• Exercise:
Gather every line of the records below that contains the word "uniform", and copy each such line in full.

• Input data:

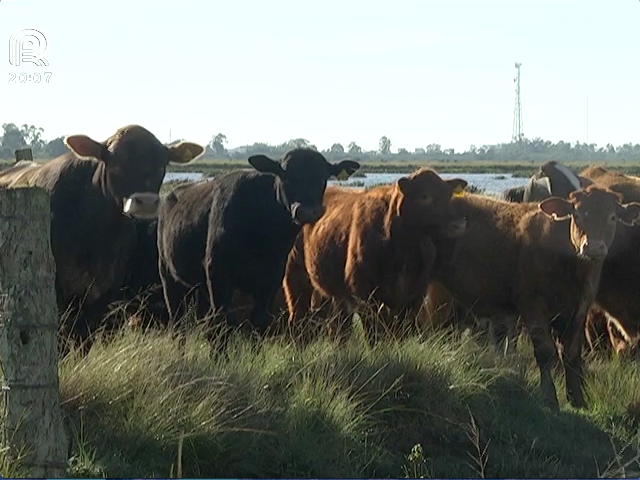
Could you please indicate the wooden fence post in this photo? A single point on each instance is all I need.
(23, 154)
(32, 418)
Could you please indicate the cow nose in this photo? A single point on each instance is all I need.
(302, 214)
(456, 228)
(594, 249)
(143, 205)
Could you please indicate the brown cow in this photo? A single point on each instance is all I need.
(527, 260)
(376, 244)
(97, 189)
(618, 301)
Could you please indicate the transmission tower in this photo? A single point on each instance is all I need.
(517, 135)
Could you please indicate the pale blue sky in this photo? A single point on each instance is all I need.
(419, 72)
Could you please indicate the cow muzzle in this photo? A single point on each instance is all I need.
(302, 214)
(594, 250)
(455, 228)
(144, 205)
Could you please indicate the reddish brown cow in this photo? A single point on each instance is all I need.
(374, 244)
(618, 301)
(97, 189)
(528, 260)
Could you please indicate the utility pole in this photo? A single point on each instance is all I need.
(587, 119)
(517, 134)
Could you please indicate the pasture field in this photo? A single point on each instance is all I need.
(210, 167)
(447, 406)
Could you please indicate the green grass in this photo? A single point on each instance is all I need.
(446, 407)
(212, 167)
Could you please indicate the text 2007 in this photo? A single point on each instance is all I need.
(30, 78)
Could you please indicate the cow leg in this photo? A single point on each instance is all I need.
(296, 286)
(260, 317)
(504, 331)
(222, 318)
(545, 351)
(175, 297)
(340, 322)
(572, 341)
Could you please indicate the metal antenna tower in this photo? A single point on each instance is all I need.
(517, 135)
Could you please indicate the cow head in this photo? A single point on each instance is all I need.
(594, 213)
(425, 202)
(301, 179)
(134, 165)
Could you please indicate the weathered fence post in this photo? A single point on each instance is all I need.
(32, 418)
(23, 154)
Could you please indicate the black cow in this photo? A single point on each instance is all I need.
(142, 290)
(96, 192)
(235, 232)
(552, 178)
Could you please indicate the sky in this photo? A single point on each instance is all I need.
(419, 72)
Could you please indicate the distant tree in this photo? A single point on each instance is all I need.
(217, 144)
(33, 137)
(299, 143)
(433, 148)
(384, 145)
(354, 148)
(336, 149)
(55, 148)
(12, 137)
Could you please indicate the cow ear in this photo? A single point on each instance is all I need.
(556, 208)
(458, 185)
(343, 169)
(629, 214)
(86, 147)
(404, 184)
(264, 164)
(184, 152)
(584, 182)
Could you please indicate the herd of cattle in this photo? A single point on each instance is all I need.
(559, 256)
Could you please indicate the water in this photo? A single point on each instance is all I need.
(492, 183)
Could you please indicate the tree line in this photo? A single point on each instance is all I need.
(536, 149)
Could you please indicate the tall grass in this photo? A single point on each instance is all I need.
(448, 406)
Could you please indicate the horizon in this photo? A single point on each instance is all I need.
(331, 72)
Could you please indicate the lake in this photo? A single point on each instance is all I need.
(492, 183)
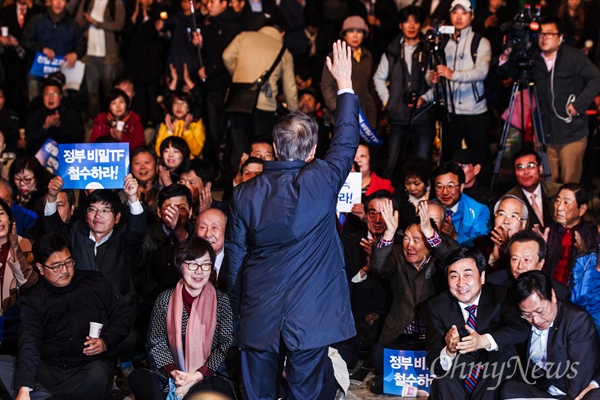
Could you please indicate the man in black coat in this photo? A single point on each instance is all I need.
(560, 356)
(59, 357)
(471, 332)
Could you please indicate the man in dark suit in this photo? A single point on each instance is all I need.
(471, 333)
(526, 252)
(284, 267)
(414, 267)
(560, 356)
(528, 170)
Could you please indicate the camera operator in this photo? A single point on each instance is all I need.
(465, 70)
(402, 67)
(567, 83)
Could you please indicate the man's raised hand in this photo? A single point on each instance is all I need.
(341, 65)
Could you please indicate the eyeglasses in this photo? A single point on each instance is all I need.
(451, 187)
(521, 167)
(548, 34)
(536, 313)
(502, 214)
(22, 179)
(70, 263)
(101, 211)
(192, 266)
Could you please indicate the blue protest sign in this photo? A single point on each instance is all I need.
(405, 373)
(47, 155)
(367, 132)
(93, 165)
(43, 66)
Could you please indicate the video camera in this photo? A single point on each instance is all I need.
(522, 35)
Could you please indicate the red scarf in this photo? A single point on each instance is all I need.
(202, 322)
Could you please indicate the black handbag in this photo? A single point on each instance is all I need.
(242, 97)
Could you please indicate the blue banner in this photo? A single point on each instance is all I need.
(93, 165)
(405, 373)
(367, 132)
(42, 65)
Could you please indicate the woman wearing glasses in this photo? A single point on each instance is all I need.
(190, 331)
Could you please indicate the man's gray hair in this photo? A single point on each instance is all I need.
(295, 135)
(525, 215)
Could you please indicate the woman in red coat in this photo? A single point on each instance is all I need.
(119, 124)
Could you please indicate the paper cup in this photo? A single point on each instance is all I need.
(95, 329)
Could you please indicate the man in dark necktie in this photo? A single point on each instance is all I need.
(472, 332)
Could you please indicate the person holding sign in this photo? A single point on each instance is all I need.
(99, 244)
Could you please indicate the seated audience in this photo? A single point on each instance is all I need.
(58, 357)
(190, 331)
(119, 123)
(471, 330)
(466, 218)
(560, 356)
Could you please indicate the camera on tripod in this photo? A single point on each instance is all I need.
(522, 35)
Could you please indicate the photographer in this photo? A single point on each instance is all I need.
(403, 67)
(567, 83)
(467, 57)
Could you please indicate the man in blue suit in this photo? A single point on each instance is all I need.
(466, 218)
(284, 265)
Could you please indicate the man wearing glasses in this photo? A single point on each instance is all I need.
(100, 243)
(466, 219)
(560, 356)
(567, 83)
(537, 193)
(57, 356)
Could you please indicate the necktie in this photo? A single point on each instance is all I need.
(21, 18)
(536, 209)
(475, 373)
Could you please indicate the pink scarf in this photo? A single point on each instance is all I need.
(202, 322)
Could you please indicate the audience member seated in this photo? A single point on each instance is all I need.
(199, 176)
(210, 226)
(569, 236)
(510, 217)
(174, 153)
(415, 275)
(181, 122)
(54, 119)
(16, 274)
(471, 331)
(99, 244)
(144, 168)
(470, 161)
(526, 252)
(119, 123)
(30, 183)
(562, 338)
(24, 217)
(153, 265)
(466, 218)
(370, 295)
(57, 356)
(190, 331)
(250, 168)
(537, 193)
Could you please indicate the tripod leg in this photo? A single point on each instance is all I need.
(505, 129)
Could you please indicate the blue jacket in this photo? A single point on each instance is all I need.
(283, 254)
(470, 220)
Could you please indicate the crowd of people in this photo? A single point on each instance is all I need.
(217, 291)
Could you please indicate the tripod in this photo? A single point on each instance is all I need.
(521, 83)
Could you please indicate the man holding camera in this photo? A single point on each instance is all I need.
(467, 57)
(567, 83)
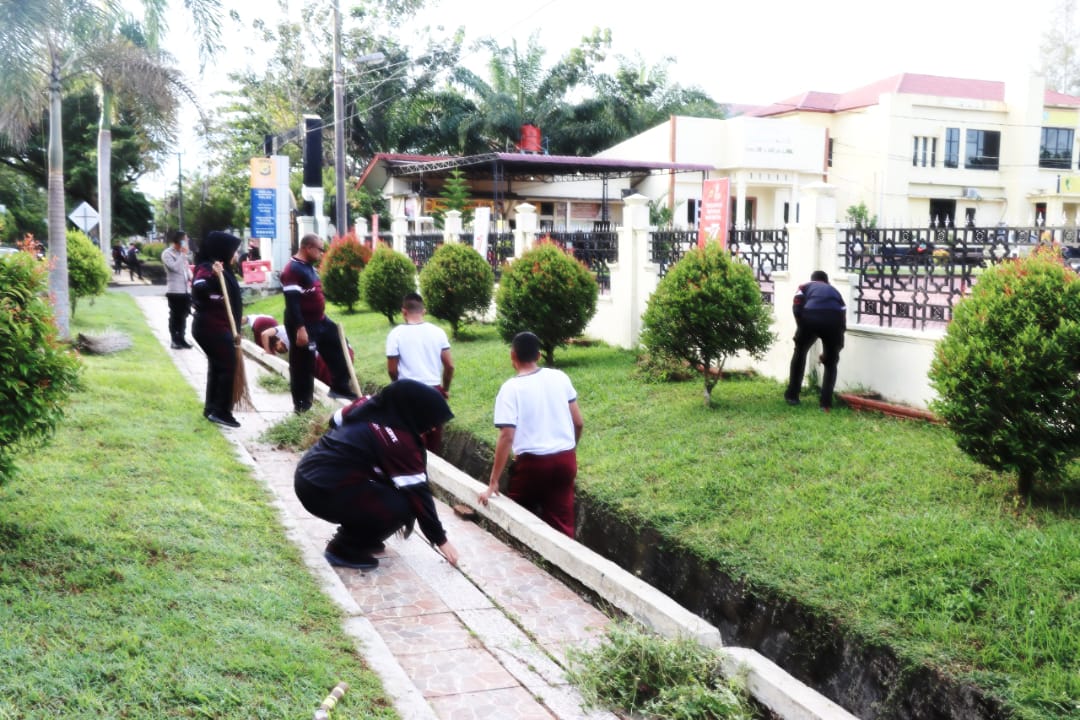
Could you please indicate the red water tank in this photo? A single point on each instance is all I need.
(530, 139)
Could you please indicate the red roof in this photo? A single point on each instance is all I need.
(905, 83)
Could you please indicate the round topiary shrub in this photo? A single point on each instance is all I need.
(549, 293)
(1008, 370)
(707, 308)
(88, 271)
(388, 277)
(342, 263)
(456, 284)
(39, 372)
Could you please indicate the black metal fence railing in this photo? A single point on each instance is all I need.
(596, 249)
(667, 246)
(764, 250)
(420, 247)
(913, 276)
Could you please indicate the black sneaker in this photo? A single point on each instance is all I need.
(358, 562)
(227, 421)
(342, 395)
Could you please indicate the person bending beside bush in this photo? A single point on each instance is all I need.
(368, 474)
(540, 423)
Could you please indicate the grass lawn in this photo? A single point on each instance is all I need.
(143, 570)
(883, 524)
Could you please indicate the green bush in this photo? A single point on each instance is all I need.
(1008, 370)
(707, 308)
(151, 250)
(388, 277)
(340, 269)
(39, 372)
(548, 293)
(648, 676)
(89, 272)
(457, 283)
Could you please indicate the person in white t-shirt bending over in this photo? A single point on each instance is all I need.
(420, 351)
(540, 423)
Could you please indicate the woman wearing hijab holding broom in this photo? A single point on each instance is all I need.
(368, 474)
(216, 295)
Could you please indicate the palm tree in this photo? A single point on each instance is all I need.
(41, 48)
(44, 44)
(126, 70)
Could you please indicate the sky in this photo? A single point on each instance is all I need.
(753, 52)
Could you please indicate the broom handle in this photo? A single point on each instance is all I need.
(348, 361)
(228, 306)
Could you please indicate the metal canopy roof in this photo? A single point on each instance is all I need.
(518, 165)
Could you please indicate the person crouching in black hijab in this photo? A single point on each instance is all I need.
(368, 474)
(211, 326)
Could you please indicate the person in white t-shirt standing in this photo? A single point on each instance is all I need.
(418, 350)
(540, 423)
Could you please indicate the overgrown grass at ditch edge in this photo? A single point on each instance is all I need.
(144, 572)
(882, 524)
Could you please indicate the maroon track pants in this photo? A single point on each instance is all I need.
(544, 486)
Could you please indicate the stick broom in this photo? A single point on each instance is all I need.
(353, 382)
(241, 398)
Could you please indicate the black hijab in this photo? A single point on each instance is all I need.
(404, 404)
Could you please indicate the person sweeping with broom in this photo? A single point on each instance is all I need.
(216, 295)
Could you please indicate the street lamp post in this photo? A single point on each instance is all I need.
(340, 218)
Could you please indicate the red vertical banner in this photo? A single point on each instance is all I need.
(715, 206)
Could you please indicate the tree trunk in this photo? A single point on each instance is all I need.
(57, 216)
(105, 173)
(1025, 483)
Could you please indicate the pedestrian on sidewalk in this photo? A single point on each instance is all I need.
(211, 328)
(820, 312)
(539, 423)
(177, 284)
(309, 328)
(368, 474)
(269, 335)
(134, 265)
(118, 259)
(418, 350)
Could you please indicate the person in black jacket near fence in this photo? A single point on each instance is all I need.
(820, 313)
(368, 474)
(211, 327)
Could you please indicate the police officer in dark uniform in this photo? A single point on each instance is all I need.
(820, 312)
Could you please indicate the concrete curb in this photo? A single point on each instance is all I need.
(766, 681)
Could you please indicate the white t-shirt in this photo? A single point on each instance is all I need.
(419, 351)
(538, 407)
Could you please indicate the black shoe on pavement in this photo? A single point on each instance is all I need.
(341, 395)
(359, 562)
(228, 421)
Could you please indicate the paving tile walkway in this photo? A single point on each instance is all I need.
(488, 640)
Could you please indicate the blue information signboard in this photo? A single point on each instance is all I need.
(264, 220)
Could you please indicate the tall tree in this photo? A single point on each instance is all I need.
(124, 69)
(43, 45)
(1058, 50)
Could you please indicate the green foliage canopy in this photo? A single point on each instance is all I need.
(457, 283)
(39, 372)
(386, 281)
(88, 271)
(549, 293)
(1008, 370)
(340, 269)
(707, 308)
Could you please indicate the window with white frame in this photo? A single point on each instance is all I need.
(923, 151)
(1055, 148)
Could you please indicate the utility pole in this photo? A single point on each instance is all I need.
(340, 219)
(179, 188)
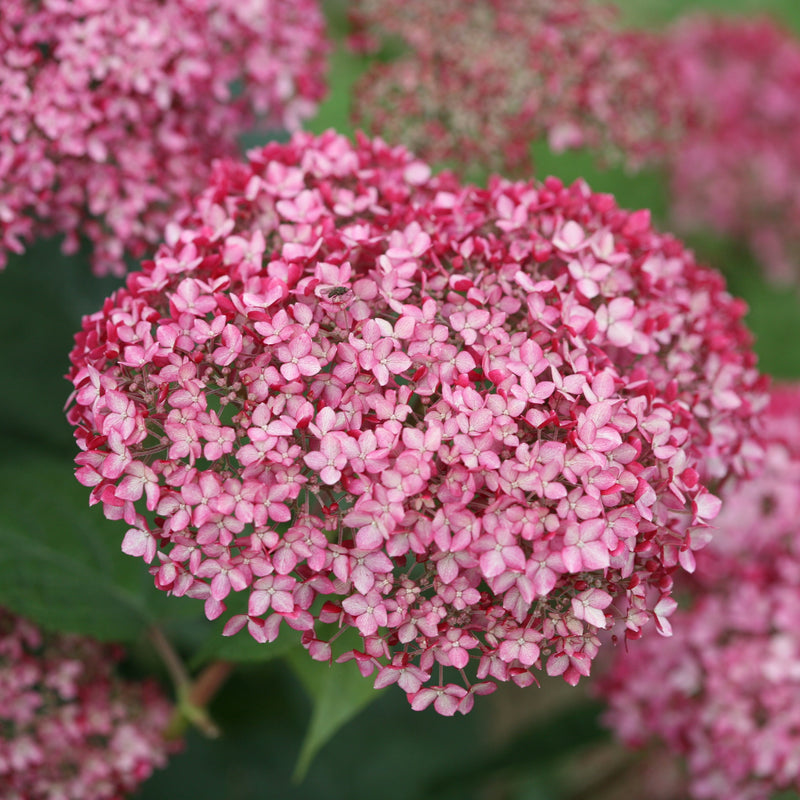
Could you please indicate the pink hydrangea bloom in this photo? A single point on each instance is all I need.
(370, 398)
(70, 727)
(724, 689)
(111, 112)
(735, 162)
(482, 80)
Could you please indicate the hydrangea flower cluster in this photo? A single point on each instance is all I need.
(735, 165)
(111, 112)
(723, 690)
(483, 80)
(473, 425)
(68, 727)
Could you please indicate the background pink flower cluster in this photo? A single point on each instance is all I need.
(111, 113)
(479, 82)
(723, 690)
(70, 727)
(735, 165)
(713, 101)
(473, 425)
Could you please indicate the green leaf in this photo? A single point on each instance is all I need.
(338, 693)
(537, 748)
(43, 296)
(243, 648)
(60, 561)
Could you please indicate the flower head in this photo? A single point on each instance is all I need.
(71, 728)
(734, 164)
(722, 691)
(459, 454)
(111, 113)
(480, 81)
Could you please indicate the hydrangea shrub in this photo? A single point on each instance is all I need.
(110, 113)
(69, 728)
(723, 689)
(475, 426)
(735, 165)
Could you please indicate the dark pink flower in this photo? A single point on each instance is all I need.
(111, 113)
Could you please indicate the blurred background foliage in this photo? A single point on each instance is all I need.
(537, 744)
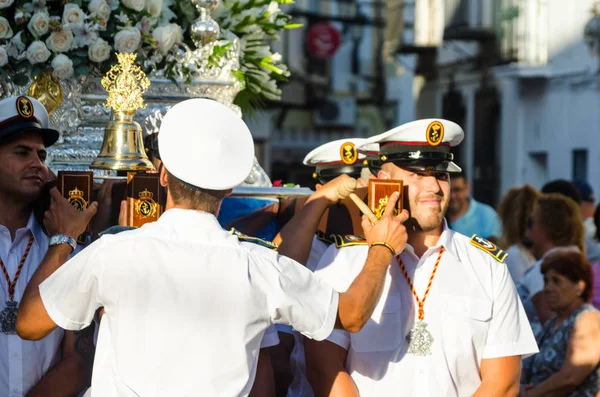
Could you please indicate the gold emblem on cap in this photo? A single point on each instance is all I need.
(435, 133)
(145, 205)
(348, 153)
(76, 199)
(24, 107)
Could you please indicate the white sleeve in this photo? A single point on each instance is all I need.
(294, 295)
(71, 294)
(270, 338)
(510, 333)
(339, 268)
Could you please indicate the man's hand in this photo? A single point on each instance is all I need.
(390, 228)
(63, 218)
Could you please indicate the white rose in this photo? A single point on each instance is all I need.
(128, 40)
(73, 16)
(61, 41)
(99, 7)
(136, 5)
(99, 51)
(167, 36)
(39, 23)
(62, 67)
(154, 7)
(5, 30)
(37, 52)
(6, 3)
(3, 56)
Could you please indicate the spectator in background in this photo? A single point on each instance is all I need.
(555, 224)
(568, 363)
(592, 246)
(467, 215)
(514, 210)
(596, 265)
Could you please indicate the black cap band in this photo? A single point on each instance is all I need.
(326, 174)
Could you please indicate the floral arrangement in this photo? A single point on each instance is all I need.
(80, 37)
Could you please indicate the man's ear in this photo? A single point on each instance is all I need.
(383, 175)
(164, 178)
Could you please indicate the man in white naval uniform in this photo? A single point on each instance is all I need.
(186, 304)
(60, 363)
(449, 322)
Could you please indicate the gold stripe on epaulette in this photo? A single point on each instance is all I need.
(348, 240)
(489, 247)
(324, 237)
(254, 240)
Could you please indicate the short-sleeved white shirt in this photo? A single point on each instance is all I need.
(473, 312)
(185, 306)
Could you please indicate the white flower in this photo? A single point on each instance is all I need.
(113, 4)
(154, 7)
(84, 38)
(5, 30)
(39, 23)
(16, 48)
(273, 8)
(73, 16)
(136, 5)
(6, 3)
(37, 52)
(123, 18)
(99, 51)
(61, 41)
(128, 40)
(3, 56)
(62, 67)
(167, 36)
(99, 7)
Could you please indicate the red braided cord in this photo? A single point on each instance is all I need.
(420, 302)
(12, 285)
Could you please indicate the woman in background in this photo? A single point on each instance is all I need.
(568, 363)
(514, 210)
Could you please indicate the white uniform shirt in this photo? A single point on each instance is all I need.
(472, 311)
(186, 306)
(23, 363)
(300, 387)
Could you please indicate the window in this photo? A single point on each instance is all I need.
(580, 164)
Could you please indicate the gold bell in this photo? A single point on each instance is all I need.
(123, 146)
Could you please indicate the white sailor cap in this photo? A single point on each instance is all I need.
(206, 144)
(336, 158)
(20, 114)
(422, 145)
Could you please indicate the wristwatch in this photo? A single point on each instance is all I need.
(58, 239)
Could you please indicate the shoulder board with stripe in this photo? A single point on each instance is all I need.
(347, 240)
(489, 247)
(255, 240)
(327, 239)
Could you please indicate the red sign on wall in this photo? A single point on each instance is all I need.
(323, 40)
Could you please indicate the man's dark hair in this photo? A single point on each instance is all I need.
(564, 187)
(194, 197)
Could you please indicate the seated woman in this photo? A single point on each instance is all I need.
(568, 363)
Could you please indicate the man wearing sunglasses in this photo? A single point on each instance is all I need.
(449, 321)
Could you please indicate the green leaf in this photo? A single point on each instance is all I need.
(82, 70)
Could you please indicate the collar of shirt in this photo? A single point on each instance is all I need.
(445, 241)
(188, 217)
(39, 237)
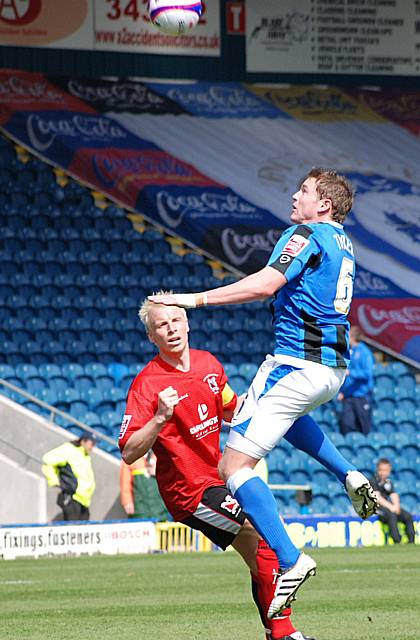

• Answer below:
Could you please indicate the police officer in dark uniform in this photo? A single point on each instance is all I need.
Could you please indicate the man in white naval uniform in this photo? A single point on each instance is all I need.
Could you please indicate the white uniform shirt in this photo? A single point on each instance is all I need.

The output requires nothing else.